▶ **GIVEN TASK**
Echo each of the items below word for word, keeping every line as it stands.

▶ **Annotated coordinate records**
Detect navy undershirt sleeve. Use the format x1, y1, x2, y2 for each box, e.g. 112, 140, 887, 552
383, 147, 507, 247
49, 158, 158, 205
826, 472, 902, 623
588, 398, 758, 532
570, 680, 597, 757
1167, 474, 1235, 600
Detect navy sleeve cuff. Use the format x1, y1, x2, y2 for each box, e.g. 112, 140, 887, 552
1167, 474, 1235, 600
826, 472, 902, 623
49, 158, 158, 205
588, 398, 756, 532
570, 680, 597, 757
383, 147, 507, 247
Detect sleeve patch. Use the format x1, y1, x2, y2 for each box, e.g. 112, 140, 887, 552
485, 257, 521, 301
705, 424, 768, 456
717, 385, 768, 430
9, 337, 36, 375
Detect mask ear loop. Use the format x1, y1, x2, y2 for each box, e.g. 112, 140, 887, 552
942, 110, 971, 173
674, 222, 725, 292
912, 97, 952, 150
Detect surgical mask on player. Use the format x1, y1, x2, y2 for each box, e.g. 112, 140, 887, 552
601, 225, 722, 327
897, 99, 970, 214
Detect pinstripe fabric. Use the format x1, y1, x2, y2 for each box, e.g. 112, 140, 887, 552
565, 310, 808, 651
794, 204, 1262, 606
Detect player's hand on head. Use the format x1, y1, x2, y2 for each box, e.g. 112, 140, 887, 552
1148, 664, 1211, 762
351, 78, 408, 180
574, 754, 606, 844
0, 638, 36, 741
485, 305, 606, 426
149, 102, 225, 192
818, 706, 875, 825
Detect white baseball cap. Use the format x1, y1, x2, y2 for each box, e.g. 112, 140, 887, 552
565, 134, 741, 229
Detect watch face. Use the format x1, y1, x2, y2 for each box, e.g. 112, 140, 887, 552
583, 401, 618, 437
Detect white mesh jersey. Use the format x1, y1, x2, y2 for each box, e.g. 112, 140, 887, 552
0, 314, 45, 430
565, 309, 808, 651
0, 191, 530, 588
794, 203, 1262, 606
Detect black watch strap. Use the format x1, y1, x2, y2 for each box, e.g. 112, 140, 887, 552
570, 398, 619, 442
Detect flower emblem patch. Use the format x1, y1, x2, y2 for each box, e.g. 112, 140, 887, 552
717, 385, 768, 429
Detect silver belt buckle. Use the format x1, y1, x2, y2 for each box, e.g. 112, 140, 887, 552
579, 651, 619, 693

▶ **FINISHED ANSWER**
Detect navy undershirt sleeve. Use the format x1, y1, x2, y2 for each box, e.g. 112, 140, 887, 552
383, 147, 507, 247
49, 158, 158, 205
826, 472, 902, 623
588, 398, 758, 532
570, 680, 597, 757
1167, 474, 1235, 600
Detect navy sleeve cuff. Use the format x1, y1, x2, y2 for each box, e.g. 112, 140, 887, 552
1167, 474, 1235, 600
826, 472, 902, 623
49, 158, 158, 205
588, 398, 756, 532
570, 680, 597, 757
383, 147, 507, 247
Detect sleeve patch. Use the format x1, y1, x2, y2 for each box, e.g. 112, 140, 887, 552
485, 257, 521, 301
705, 424, 768, 456
717, 385, 768, 430
9, 337, 36, 375
Detect mask ear loop. Use the format x1, y1, x2, y2 for each box, e.g. 112, 140, 887, 552
942, 110, 971, 173
674, 222, 725, 292
912, 97, 952, 150
Detect surgical mask on player. Use the format x1, y1, x2, y2 for each box, e.g. 112, 140, 887, 552
601, 225, 722, 327
897, 99, 970, 214
Detect pinstripe fabric. Use the format x1, y1, x2, y2 for each box, e.g. 112, 140, 887, 552
565, 310, 808, 651
794, 204, 1262, 606
Detect player's hand on head. Use the format x1, y1, x2, y2 for each box, e.g. 112, 140, 887, 552
1148, 664, 1211, 762
351, 78, 408, 180
574, 754, 606, 844
0, 638, 36, 741
485, 305, 606, 426
149, 102, 225, 192
818, 706, 875, 825
Detect white baseball cap. Use the format x1, y1, x2, y2 for each box, e.g. 112, 140, 887, 552
565, 134, 741, 229
Detect watch face. Use the format x1, y1, x2, y2 for each box, e.g. 112, 140, 887, 552
583, 401, 618, 437
Detect white mesh jersey. Use the format x1, y1, x2, y2 for each box, e.g. 112, 140, 887, 552
0, 314, 45, 430
565, 309, 808, 651
0, 191, 530, 588
794, 203, 1262, 606
Detect black watch strap. Use the format x1, y1, x2, y2 for each box, e.g. 112, 140, 887, 552
570, 398, 619, 442
Detect flower emblem patch. Use the format x1, y1, x2, y2 for each box, e.g. 112, 140, 887, 552
717, 385, 768, 429
Detect silver belt buckle. Use the format x1, y1, x2, y2 for each box, e.g. 112, 140, 887, 552
579, 651, 619, 693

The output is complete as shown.